____ Data listing

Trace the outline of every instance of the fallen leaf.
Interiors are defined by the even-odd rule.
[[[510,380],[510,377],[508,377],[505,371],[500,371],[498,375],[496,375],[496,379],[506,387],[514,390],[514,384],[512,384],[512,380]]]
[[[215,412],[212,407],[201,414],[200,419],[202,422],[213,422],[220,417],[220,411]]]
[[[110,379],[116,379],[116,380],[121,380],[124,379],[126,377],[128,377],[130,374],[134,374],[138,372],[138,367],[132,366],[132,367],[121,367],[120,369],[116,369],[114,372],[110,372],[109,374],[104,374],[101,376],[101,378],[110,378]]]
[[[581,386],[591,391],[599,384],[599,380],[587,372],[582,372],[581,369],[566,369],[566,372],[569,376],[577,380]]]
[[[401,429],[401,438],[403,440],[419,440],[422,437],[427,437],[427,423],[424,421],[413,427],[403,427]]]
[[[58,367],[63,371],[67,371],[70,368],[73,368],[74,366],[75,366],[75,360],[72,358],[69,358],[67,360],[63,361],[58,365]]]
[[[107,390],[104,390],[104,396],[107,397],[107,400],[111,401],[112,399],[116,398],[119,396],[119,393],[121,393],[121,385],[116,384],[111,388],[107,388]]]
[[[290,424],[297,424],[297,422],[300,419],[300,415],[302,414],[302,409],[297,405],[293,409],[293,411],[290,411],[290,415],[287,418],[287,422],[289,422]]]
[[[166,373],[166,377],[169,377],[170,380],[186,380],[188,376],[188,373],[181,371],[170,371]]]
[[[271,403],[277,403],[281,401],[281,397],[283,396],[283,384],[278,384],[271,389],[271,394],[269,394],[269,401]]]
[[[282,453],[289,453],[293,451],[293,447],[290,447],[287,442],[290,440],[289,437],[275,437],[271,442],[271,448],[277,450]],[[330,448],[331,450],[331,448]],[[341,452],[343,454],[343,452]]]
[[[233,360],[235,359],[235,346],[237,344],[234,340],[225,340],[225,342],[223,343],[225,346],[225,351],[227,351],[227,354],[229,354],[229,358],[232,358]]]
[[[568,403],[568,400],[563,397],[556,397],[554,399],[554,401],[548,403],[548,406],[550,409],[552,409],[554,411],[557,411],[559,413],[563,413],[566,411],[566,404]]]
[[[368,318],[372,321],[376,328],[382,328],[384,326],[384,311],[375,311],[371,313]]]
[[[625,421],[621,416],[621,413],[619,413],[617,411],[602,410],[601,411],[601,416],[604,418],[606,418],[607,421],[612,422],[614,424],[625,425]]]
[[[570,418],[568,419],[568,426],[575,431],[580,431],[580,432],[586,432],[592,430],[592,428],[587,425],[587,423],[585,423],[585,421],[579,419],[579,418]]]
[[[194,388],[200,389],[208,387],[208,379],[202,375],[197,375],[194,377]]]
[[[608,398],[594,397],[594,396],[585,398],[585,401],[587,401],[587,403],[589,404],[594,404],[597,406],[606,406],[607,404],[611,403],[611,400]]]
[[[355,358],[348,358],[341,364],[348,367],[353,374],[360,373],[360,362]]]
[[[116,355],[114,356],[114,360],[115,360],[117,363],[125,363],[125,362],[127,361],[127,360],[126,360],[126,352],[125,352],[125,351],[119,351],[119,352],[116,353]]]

________

• [To be done]
Pick out each line in the stored data that contains the word "Interiors" and copy it.

• [Solution to the exercise]
Interiors are defined by the even-odd rule.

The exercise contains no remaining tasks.